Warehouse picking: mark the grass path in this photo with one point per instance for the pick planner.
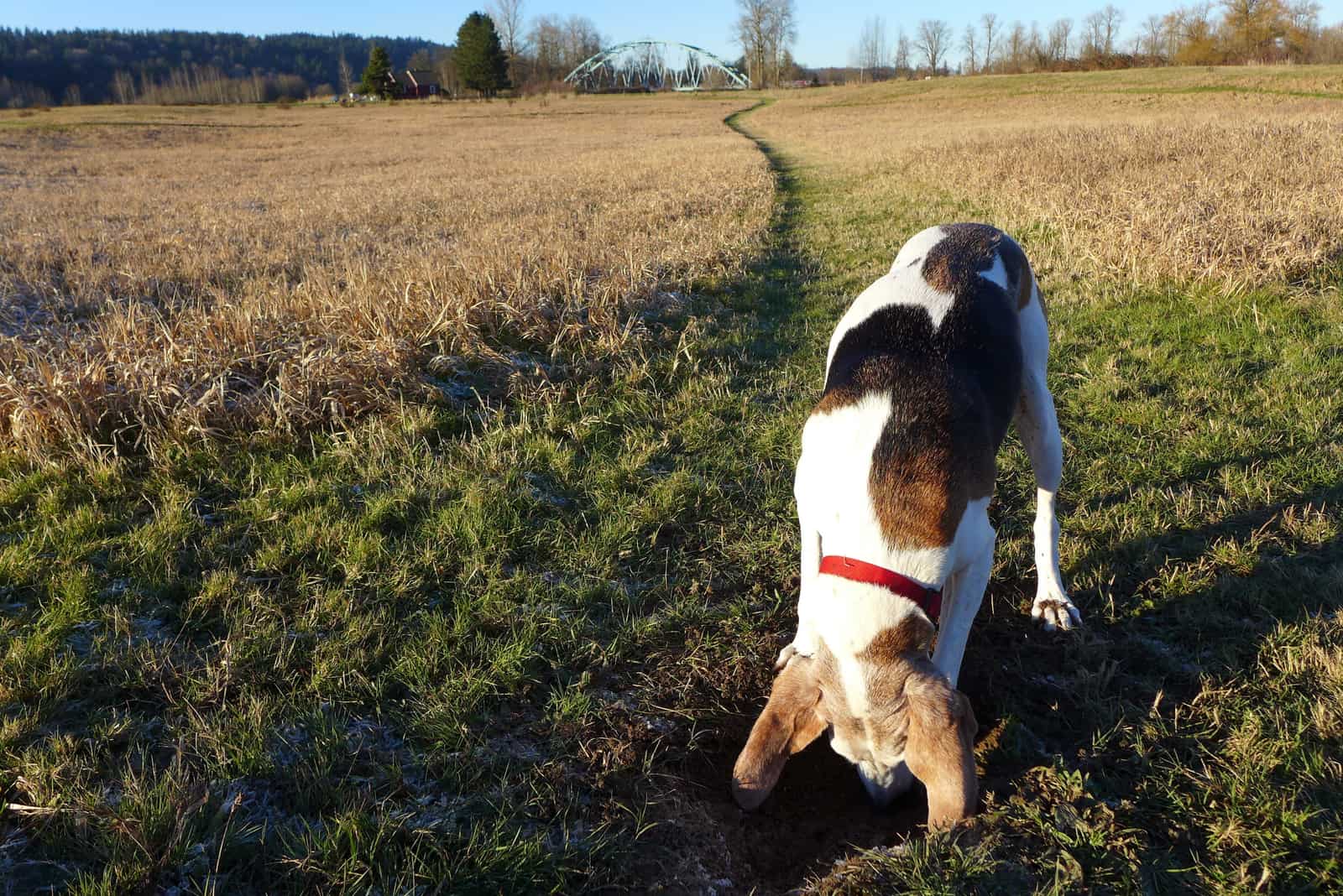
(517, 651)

--*--

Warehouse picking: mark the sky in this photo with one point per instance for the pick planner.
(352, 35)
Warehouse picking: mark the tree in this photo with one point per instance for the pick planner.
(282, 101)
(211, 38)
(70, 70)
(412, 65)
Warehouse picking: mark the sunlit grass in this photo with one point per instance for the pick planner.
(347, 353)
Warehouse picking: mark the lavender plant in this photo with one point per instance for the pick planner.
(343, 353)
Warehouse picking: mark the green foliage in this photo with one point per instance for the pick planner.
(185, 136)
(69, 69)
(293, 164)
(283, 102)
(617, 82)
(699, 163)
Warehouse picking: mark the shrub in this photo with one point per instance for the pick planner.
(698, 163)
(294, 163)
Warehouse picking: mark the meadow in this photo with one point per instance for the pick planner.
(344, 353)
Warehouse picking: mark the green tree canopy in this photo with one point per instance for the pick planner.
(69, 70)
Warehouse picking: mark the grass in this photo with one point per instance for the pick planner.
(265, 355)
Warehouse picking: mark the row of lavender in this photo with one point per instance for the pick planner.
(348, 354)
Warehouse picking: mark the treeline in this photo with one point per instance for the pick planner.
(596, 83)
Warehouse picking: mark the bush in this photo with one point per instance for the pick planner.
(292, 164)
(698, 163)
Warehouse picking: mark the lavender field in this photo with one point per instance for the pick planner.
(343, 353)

--*--

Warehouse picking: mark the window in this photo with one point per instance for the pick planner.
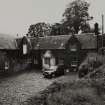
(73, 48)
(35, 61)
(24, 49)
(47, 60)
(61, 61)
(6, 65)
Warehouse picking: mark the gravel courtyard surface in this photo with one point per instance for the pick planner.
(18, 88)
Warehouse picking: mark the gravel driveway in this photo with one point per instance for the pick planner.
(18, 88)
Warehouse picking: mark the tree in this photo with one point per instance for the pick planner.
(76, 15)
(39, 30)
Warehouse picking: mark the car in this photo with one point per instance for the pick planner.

--*--

What the task requires -
Beginning at the line of data that contains "Warehouse picking: mark the window" and stopping after the line that contains "Warehouse picking: mark the car", reproduce those lines with "gravel" switched to "crushed stone" and everything else unchanged. Omit the pictures from your answer.

Response -
Warehouse picking: mark the window in this photo with one point per instance for the pick planner.
(73, 48)
(35, 61)
(24, 49)
(47, 60)
(61, 61)
(6, 65)
Warehouse picking: mark the crushed stone courtyard surface in this photo with one point per instance for the pick planner.
(18, 88)
Warehouse picking: mark the crushed stone driveway in this photo with one point per instance for the pick planner.
(18, 88)
Warehouse picking: mark the tree in this photo with one point per instance for the pick planner.
(76, 15)
(39, 30)
Warehouse picking: mark the car in this photo with one point per instance for the pick planner.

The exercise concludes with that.